[Natural language region descriptions]
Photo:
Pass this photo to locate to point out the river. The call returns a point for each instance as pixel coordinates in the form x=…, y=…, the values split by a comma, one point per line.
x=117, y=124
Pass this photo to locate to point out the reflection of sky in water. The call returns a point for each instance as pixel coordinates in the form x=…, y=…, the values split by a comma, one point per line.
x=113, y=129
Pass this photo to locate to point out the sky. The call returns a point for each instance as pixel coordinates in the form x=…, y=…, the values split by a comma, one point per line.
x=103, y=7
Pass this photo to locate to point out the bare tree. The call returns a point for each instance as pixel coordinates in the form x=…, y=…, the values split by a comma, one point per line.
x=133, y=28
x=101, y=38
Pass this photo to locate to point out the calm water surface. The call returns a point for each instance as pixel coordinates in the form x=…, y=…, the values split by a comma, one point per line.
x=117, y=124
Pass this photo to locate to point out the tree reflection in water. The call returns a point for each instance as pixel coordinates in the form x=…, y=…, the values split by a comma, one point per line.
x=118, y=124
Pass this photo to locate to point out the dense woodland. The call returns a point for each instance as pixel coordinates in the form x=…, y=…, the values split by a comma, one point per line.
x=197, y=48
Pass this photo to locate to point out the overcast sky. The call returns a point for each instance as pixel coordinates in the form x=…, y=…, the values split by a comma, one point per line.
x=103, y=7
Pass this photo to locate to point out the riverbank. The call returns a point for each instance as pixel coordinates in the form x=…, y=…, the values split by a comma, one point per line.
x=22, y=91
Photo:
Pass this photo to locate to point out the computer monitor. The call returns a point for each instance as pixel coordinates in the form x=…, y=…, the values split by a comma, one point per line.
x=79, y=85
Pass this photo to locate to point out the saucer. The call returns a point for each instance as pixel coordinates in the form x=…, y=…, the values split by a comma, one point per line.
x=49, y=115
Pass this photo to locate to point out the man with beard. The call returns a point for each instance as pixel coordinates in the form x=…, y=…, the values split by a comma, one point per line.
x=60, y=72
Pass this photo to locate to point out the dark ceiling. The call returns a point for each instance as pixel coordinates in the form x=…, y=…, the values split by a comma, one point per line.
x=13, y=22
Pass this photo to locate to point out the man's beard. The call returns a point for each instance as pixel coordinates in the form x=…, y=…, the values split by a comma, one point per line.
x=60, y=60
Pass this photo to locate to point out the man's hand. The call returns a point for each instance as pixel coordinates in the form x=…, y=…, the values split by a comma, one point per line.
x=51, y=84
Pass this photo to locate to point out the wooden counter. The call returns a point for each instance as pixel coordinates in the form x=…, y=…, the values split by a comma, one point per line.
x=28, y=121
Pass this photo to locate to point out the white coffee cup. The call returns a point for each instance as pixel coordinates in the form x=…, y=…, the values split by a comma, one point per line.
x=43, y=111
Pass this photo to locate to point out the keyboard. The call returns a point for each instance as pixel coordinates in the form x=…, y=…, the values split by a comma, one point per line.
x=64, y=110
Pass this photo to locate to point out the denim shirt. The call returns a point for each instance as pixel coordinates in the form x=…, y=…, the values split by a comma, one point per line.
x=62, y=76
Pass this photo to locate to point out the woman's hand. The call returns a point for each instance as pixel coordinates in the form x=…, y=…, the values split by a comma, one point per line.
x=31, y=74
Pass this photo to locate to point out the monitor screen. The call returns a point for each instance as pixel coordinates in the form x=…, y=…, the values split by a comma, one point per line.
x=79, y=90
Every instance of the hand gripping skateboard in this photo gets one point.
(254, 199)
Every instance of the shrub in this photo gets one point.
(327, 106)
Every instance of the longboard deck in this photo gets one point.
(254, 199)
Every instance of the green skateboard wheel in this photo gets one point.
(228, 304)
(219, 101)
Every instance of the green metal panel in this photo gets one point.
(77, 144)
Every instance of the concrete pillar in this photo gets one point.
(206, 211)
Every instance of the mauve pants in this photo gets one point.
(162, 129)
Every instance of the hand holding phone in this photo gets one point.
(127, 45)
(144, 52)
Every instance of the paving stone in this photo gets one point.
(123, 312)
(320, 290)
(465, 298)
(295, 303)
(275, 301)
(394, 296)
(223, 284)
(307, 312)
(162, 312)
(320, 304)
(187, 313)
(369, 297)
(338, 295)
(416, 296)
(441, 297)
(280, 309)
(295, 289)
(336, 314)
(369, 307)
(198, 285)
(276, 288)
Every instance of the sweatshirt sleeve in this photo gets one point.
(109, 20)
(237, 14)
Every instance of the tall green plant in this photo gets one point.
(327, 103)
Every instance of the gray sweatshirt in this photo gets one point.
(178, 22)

Your objective
Start at the line containing "Every instance of the gray" and copy each line through the last one in the records, exactly and with nothing added.

Finished task
Every instance of the gray sweatshirt in this photo gets one point.
(178, 22)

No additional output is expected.